=== DIRECTIONS ===
Set down, unchanged, everything in the material from the line containing "Mark one point on each instance of the black dress" down to the line containing "[(152, 193), (4, 194), (99, 187)]", including both of those lines.

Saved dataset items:
* START *

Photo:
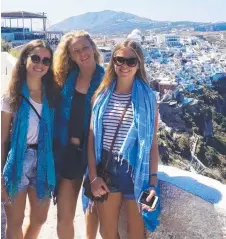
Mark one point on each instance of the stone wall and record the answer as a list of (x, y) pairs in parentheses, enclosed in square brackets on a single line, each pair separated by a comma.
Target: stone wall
[(185, 214)]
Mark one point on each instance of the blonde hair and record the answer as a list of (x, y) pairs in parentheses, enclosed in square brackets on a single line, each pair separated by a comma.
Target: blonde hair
[(110, 73), (62, 63)]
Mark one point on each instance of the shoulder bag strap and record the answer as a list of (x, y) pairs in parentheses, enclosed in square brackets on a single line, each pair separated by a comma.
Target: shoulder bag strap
[(116, 131), (26, 99)]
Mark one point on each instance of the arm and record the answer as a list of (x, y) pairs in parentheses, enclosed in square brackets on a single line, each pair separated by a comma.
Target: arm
[(91, 156), (154, 157), (5, 133), (154, 154)]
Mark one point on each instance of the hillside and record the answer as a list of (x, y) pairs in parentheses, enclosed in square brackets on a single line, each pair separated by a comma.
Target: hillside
[(112, 22)]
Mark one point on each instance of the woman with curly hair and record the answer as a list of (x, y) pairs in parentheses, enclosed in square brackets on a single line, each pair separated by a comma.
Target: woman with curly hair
[(123, 139), (77, 71), (27, 112)]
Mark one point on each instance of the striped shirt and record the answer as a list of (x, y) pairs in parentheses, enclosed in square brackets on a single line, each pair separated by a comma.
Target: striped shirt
[(111, 120)]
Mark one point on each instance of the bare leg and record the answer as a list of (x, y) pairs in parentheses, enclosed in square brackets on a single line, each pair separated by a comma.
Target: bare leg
[(38, 214), (135, 222), (108, 213), (92, 222), (66, 205), (15, 217)]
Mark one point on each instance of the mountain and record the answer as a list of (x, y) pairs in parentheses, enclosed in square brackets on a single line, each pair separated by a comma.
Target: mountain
[(112, 22)]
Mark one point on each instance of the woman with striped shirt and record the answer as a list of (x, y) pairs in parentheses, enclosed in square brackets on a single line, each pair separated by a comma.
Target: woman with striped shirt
[(123, 138)]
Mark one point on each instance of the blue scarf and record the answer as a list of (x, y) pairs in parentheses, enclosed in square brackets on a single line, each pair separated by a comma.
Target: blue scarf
[(64, 110), (137, 145), (13, 168)]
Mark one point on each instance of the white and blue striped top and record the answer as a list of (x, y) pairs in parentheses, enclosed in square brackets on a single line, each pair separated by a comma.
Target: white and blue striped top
[(111, 120)]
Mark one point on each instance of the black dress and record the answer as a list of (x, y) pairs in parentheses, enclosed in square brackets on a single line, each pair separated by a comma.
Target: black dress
[(72, 165)]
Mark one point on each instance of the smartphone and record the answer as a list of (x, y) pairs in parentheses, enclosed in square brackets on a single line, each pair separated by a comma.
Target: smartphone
[(142, 200)]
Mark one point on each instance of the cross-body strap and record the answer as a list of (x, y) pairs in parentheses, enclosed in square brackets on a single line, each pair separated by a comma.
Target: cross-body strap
[(26, 99), (119, 124), (116, 132)]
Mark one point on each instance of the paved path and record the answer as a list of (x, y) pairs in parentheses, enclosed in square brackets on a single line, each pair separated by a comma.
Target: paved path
[(49, 229)]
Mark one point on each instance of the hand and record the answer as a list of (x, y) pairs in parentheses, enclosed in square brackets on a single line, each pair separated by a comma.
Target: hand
[(152, 193), (4, 194), (99, 187)]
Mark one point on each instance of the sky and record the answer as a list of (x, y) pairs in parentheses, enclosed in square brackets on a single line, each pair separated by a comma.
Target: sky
[(161, 10)]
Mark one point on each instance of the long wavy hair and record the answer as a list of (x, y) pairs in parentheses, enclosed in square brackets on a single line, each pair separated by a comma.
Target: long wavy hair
[(19, 76), (63, 63), (110, 73)]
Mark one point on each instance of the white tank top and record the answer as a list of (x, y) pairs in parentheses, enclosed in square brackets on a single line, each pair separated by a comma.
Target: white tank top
[(33, 121)]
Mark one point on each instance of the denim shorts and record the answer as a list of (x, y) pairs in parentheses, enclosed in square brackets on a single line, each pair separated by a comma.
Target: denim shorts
[(121, 176), (28, 178)]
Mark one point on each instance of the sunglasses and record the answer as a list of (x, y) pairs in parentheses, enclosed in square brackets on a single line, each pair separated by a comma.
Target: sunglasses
[(37, 59), (119, 61)]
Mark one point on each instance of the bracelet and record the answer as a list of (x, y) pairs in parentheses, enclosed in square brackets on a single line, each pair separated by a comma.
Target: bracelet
[(153, 186), (94, 180)]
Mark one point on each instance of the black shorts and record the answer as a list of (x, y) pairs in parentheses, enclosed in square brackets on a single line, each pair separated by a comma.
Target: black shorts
[(72, 165)]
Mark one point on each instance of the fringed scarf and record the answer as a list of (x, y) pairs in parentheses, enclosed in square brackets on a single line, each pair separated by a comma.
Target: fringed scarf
[(64, 109), (137, 145), (13, 168)]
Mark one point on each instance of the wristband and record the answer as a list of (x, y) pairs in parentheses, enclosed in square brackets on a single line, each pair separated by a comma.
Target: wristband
[(94, 180), (152, 186)]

* END *

=== RESPONSE ===
Mark one point on each instance of the black dress and record the answer as a list of (x, y) pairs in parentheses, enclosed in square brackets on a single line, each pair separated by a comma.
Target: black dress
[(72, 165)]
Mark one point on each instance of the smartphone and record the answer as a list of (x, y) pairs in parentheses, enclosed in square brackets on a single line, each pair separated by a comma.
Target: smartphone
[(142, 200)]
Mark one point on each instance of the cross-body strap and record the answer as a list of (x, y) pairs in parentheses, enclosed in square brackets on a single line, each pair separated by a comma.
Target: cross-body strap
[(26, 99), (119, 124), (116, 132)]
Mark one point on each instance of the paved path and record the answer as a list of (x, y) pairs in parentheses, enclosed in square brackets on a single line, each pair separated by a comma.
Target: paved path
[(49, 229)]
Mark one point on each instance of the hand and record the answer as a list of (x, y) pairs in parentheses, enclosed in square brackets on a single line, each pair separated by a comma.
Target: hand
[(152, 193), (4, 194), (99, 187)]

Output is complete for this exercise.